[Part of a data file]
________________________________________
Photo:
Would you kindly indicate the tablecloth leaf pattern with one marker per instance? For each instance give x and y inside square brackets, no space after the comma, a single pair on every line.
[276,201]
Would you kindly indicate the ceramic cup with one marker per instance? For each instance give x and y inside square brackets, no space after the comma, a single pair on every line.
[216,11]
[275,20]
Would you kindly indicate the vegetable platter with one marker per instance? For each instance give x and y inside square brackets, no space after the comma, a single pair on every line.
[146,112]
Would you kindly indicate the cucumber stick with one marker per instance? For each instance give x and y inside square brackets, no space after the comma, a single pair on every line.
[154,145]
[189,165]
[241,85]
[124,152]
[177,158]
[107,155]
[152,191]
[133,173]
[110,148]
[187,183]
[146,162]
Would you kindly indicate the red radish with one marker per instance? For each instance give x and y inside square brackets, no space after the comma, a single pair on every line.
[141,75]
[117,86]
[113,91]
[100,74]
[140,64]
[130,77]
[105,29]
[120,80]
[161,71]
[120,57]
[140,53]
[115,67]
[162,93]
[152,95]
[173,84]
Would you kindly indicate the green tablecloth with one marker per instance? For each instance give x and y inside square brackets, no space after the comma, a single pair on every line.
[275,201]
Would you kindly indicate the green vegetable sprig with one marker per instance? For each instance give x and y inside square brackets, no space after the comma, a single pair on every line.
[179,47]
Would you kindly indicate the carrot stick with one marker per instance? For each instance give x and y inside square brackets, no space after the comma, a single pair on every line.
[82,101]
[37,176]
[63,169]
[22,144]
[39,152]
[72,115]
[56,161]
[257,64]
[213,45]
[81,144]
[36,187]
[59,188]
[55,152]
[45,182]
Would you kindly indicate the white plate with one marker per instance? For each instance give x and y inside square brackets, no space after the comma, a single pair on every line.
________________________________________
Rename "carrot stick" to "carrot strip" in everything from the line that contains "Would you kindly indicate the green tablecloth" down to the end of the rows, and reproduce those lines with nothing else altered.

> WRITTEN RESPONSE:
Would you kindly indicate the green tablecloth with one marker per instance? For each instance give x and y inside square brackets, no space after the comma, a single pair on every line.
[275,201]
Would you kindly indicate the green vegetable sprig with one marker per instance? For each instance give x and y inside square brackets, no space after the comma, a single pair on every line.
[179,47]
Would you kindly indicate the carrot strip with one marker per instance? For each instance give x and y inside square brackets, no space after the comma, a single pair on every line.
[82,101]
[37,176]
[63,169]
[22,144]
[39,152]
[72,115]
[56,161]
[257,64]
[213,45]
[81,144]
[36,187]
[59,188]
[55,152]
[45,182]
Would you kindly indicate the white plate with one marker per instance? For each instance give x and y inside square brackets, no space after the comma, a single pair on every line.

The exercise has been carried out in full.